Stored items from a collection:
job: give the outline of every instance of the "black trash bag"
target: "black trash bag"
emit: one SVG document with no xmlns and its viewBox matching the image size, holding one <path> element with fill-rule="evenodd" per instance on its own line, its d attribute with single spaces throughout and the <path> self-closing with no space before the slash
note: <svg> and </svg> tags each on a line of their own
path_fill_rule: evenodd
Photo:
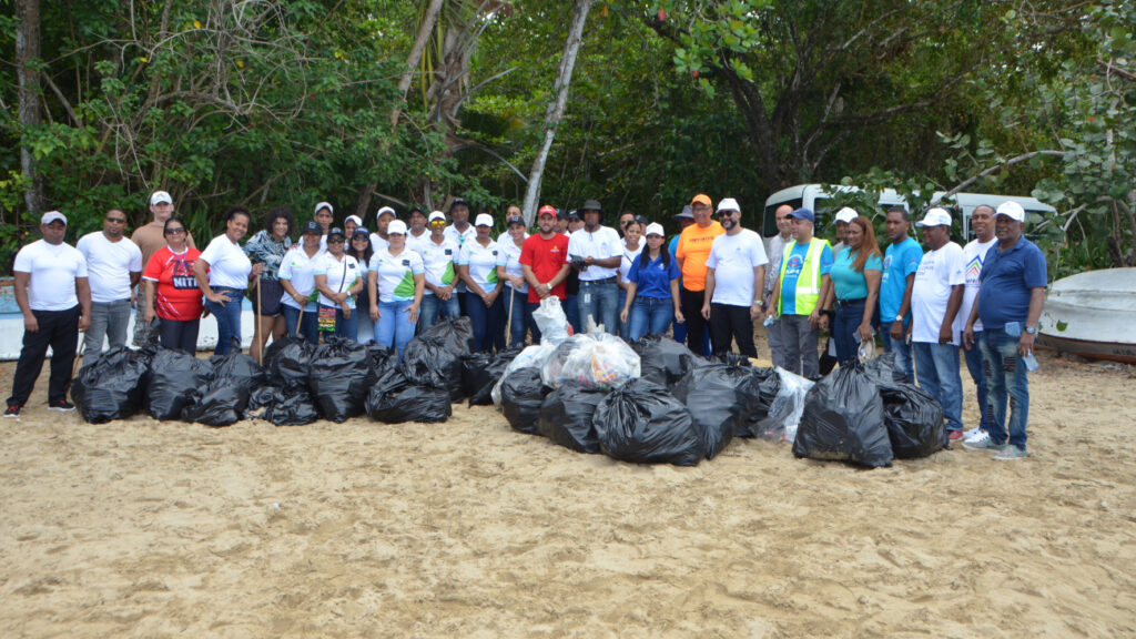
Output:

YOUR INSTRUCTIONS: Copy out every entry above line for line, unchanged, omitting the pictures.

SOLUTION TO THIS PROBLEM:
job: give the outline of every instance of the "black trash bag"
target: "black trash bag"
emit: one SVG document with no xmlns and its viewBox matching the image size, holding one <path> element with fill-rule="evenodd" per instance on its own line, its d attribute with single spaces throughout and the <path> self-closing with no space before the slash
note: <svg> and </svg> tags each on a line of their own
path_fill_rule: evenodd
Photo:
Output:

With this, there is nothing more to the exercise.